* Page extract *

One should pause here and note that Brody’s understanding of the postwar French intellectual scene as such bears the unmistakable imprint of Bernard-Henry Levy’s execrable Adventures on the Freedom Road.[2] Brody’s understanding of Godard’s commitment to Maoism is as unflattering as MacCabe’s is sympathetic.

But to return to Brody’s narrative outline:
…[N]o other director has striven so relentlessly to reflect in his work the great philosophical and political debates of the era: World War II and its political aftermath in France; the uses and abuses of existentialism in the postwar years; the structuralist revolution; the demise of Stalinism and the rise of the New Left; the growth of the modern consumer society and its political fallout in May 1968; the vast sea change and social heritage of the late 1960s; the hopes and disappointments of the Mitterand era; Holocaust consciousness and the recuperation of historical memory; new fronts of battle after the end of the Cold War; and the current era of big media and what might be called the American cultural occupation of Europe. But despite Godard’s ongoing attention to the crucial questions of the day, his approach to them has in recent years become so intricately interwoven with his advanced aesthetic methods, so rarified, Olympian and oblique, that many critics and viewers have instead rejected these last efforts outright, asserting that he has somehow grown detached from political reality.

In fact, Godard’s later work is marked by his obsession with living history. But this obsession has brought with it a set of idée fixes, notably regarding Jews and the United States. In recent years, Godard’s vast aesthetic embrace of the entire Western canon, from Greek mythology to New Testament prophesies to twentieth-century modernism, has gone hand in hand with his borrowing some of the prejudicial assumptions of that cultural aristocracy. Contemplating the contemporary world in light of lost traditions, Godard has adopted traditional attitudes as well, including several shared by some of the most discredited and dangerous ideologies of his times. (xiv)

Brody intends to argue that this sense of a lost cultural aristocracy is the core of Godard’s “analysis of the media, which is an integral part of his work…centred on what he considers their [sic] noxious effect on culture, on human relations, and particularly on the cinema” (xv). In effect, Godard engages in a series of manoeuvres: he identifies cinema as such with his own person and work by filtering its history through his personal life and vice versa. This cinema is then identified as being the highest of the high arts, being able to incorporate the histories of other visual arts (painting, sculpture), literature, music, history, politics and philosophy. From this “Olympian” perspective, Godard detaches “the cinema” as such from mass media, viewed as debased in its proximity to big business and big money as much by the an-aesthetic function of its entertainment value. The clear and unbridgeable distinction between “cinema” (standing as synecdoche for high cultural aspiration) and “media” (consumer culture culminating in television) is, Brody will argue, the source and effect of Godard’s “conservativism” that runs in contrast to the manifestly revolutionary aesthetics of his films.

More coming soon!!

[1]Anyone who lived in Ontario, Canada during the Mike Harris 1990s cringes at the memory of his “Conservative Revolution” which was basically part of the first wave of Market Stalinism in Canada after Ralph Klein’s intermittently sober regime in Alberta. A curse on both of them!

[2]A book which manages to be as nauseating as its title suggests, which is quite a feat, really. And indeed, Levy was interviewed a few times for this book. To be fair, Godard seems to have liked Levy for God(ard) knows what reasons.

* Activity *
Rewrite the Godard review from "[1]Anyone who lived" to "knows what reasons.", changing "nauseating" to "tiresome".

* Segmentation mask data *

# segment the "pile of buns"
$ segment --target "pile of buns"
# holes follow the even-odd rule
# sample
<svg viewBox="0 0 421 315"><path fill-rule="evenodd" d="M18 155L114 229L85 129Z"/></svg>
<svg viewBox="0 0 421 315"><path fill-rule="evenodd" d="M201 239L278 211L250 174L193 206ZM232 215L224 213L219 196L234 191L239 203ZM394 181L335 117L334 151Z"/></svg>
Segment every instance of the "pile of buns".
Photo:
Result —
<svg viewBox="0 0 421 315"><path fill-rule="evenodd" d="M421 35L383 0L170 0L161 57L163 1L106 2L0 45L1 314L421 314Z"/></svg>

* Exercise response *
[1]Anyone who lived in Ontario, Canada during the Mike Harris 1990s cringes at the memory of his “Conservative Revolution” which was basically part of the first wave of Market Stalinism in Canada after Ralph Klein’s intermittently sober regime in Alberta. A curse on both of them!

[2]A book which manages to be as tiresome as its title suggests, which is quite a feat, really. And indeed, Levy was interviewed a few times for this book. To be fair, Godard seems to have liked Levy for God(ard) knows what reasons.